**** DOKUMENTAUSZUG ****

Dass ein großer Teil der Opfer Kinder und Jugendliche waren, ist der wohl eindringlichste Beleg für den totalen Vernichtungswillen gegenüber unserer Minderheit. Sogar Sinti und Roma in Kinderheimen oder in Adoptivfamilien wurden bürokratisch erfasst und in die Todeslager deportiert.

Erster Höhepunkt der systematischen Entrechtung unserer Minderheit waren die „Nürnberger Gesetze“. Hierzu verfügte Reichsinnenminister Frick am 2. Januar 1936: „Zu den artfremden Rassen gehören in Europa außer den Juden regelmäßig nur die Zigeuner.“ Und Heinrich Himmler sprach bereits in seinem grundlegenden Erlass vom 8. Dezember 1938 von der Notwendigkeit einer „endgültigen Lösung der Zigeunerfrage“.

Dieser Wille zur Ausgrenzung und schließlich Deportation der Sinti und Roma wurde mit Unterstützung des gesamten Staatsapparates planmäßig verfolgt. Mit dem Ziel der totalen Erfassung der Minderheit wurde 1936 in Berlin die so genannte „Rassenhygienische Forschungsstelle“ eingerichtet.

Bis zum Zusammenbruch des NS-Regimes setzten die dort tätigen Rassenforscher in Zusammenarbeit mit dem Reichssicherheitshauptamt, den Parteistellen und anderen staatlichen Behörden alles daran, auch noch den letzten Angehörigen unserer Minderheit aufzuspüren.

****

**ZU LÖSENDE AUFGABEN**
a – Beantworte zum Dokumentauszug diese Fragen:
(i) Wo lebende Sinti und Roma wurden laut dem Auszug sogar bürokratisch erfasst und deportiert?
(ii) Von welchem Datum ist Himmlers Erlass, der von einer „endgültigen Lösung der Zigeunerfrage“ sprach?
(iii) In welcher Stadt wurde 1936 die „Rassenhygienische Forschungsstelle“ eingerichtet?
b – Gib bitte aus den Zeilen alles von der Zeile, die „Could you please indicate the reflection“ enthält, bis einschließlich der letzten dieser Zeilen als nummerierte Liste wieder und lass leere Zeilen dabei weg.
Die Zeilen hier haben mit dem Dokumentauszug nichts zu tun.

**** VORLIEGENDE ZEILEN ****

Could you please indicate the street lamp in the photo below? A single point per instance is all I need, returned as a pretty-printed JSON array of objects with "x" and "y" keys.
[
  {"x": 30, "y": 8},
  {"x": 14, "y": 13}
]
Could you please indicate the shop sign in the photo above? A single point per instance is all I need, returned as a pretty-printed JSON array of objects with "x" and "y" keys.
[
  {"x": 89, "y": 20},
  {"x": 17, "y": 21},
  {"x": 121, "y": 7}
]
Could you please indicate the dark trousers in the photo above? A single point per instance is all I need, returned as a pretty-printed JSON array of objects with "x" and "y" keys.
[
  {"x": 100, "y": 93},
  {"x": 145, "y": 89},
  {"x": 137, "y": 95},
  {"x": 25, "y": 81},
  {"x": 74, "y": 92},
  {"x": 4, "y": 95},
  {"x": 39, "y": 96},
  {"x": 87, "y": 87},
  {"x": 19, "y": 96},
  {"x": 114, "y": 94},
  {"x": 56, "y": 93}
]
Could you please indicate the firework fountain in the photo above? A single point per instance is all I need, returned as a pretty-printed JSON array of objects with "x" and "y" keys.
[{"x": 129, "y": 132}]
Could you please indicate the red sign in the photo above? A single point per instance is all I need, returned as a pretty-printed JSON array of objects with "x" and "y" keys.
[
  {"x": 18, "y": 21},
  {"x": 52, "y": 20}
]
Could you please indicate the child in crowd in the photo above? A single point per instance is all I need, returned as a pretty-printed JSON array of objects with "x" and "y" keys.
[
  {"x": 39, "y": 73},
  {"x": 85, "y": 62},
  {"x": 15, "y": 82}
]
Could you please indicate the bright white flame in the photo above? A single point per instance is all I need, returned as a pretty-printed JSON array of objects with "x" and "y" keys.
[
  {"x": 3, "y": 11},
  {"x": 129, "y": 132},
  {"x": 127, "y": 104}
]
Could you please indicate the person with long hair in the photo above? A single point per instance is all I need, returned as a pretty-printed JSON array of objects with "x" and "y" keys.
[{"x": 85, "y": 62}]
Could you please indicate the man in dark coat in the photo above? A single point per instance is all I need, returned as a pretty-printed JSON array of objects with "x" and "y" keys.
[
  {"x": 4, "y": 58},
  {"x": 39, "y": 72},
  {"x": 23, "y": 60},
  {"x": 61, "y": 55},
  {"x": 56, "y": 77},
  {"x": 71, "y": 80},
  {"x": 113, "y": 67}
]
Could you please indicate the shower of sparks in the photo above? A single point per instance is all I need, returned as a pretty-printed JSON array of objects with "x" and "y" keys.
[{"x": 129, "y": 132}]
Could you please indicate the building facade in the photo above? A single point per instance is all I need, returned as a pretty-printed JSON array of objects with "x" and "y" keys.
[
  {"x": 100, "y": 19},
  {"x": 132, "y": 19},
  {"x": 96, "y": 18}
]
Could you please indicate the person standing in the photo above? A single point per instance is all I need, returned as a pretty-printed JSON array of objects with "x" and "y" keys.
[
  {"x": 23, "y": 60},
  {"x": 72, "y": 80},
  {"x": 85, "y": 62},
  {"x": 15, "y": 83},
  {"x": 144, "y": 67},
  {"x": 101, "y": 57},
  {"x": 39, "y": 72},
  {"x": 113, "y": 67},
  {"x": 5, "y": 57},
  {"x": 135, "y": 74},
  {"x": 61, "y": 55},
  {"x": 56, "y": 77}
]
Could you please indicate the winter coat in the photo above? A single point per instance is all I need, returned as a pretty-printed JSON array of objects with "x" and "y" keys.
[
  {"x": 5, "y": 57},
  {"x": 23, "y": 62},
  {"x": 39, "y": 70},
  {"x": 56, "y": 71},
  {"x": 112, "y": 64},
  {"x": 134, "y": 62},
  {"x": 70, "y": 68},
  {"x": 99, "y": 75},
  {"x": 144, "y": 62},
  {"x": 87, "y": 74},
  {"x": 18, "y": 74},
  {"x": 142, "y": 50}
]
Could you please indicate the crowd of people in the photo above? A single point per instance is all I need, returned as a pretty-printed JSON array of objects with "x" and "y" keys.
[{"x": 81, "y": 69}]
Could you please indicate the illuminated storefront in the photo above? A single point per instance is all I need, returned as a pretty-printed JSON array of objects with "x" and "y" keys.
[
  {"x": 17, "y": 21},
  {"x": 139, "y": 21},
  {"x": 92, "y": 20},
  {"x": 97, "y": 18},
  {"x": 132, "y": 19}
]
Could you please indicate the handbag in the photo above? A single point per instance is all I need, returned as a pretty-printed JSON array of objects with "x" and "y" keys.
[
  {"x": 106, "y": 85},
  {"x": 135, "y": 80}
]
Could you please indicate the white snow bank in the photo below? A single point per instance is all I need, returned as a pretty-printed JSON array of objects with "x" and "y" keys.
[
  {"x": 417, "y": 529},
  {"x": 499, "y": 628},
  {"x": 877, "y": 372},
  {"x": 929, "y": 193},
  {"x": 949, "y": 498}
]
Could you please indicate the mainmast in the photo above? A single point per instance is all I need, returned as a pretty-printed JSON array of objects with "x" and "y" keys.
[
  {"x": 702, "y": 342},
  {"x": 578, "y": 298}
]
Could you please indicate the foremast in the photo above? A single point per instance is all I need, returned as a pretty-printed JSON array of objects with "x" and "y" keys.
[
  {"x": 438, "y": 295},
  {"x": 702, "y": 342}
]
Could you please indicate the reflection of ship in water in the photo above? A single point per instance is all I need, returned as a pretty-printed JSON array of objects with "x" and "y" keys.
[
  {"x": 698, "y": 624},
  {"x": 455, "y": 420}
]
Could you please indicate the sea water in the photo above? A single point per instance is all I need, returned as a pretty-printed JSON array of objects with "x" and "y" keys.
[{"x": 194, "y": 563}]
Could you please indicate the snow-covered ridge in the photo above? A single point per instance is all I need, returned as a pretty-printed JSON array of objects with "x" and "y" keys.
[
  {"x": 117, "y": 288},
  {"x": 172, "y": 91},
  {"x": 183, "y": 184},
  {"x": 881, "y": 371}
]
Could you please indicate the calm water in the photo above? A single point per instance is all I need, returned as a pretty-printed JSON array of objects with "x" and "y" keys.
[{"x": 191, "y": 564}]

****

**ALS ANTWORT**
a –
(i) In Kinderheimen oder in Adoptivfamilien.
(ii) Vom 8. Dezember 1938.
(iii) In Berlin.

b –
1. Could you please indicate the reflection of ship in water in the photo above? A single point per instance is all I need, returned as a pretty-printed JSON array of objects with "x" and "y" keys.
2. [
3.   {"x": 698, "y": 624},
4.   {"x": 455, "y": 420}
5. ]
6. Could you please indicate the sea water in the photo above? A single point per instance is all I need, returned as a pretty-printed JSON array of objects with "x" and "y" keys.
7. [{"x": 194, "y": 563}]
8. Could you please indicate the snow-covered ridge in the photo above? A single point per instance is all I need, returned as a pretty-printed JSON array of objects with "x" and "y" keys.
9. [
10.   {"x": 117, "y": 288},
11.   {"x": 172, "y": 91},
12.   {"x": 183, "y": 184},
13.   {"x": 881, "y": 371}
14. ]
15. Could you please indicate the calm water in the photo above? A single point per instance is all I need, returned as a pretty-printed JSON array of objects with "x" and "y" keys.
16. [{"x": 191, "y": 564}]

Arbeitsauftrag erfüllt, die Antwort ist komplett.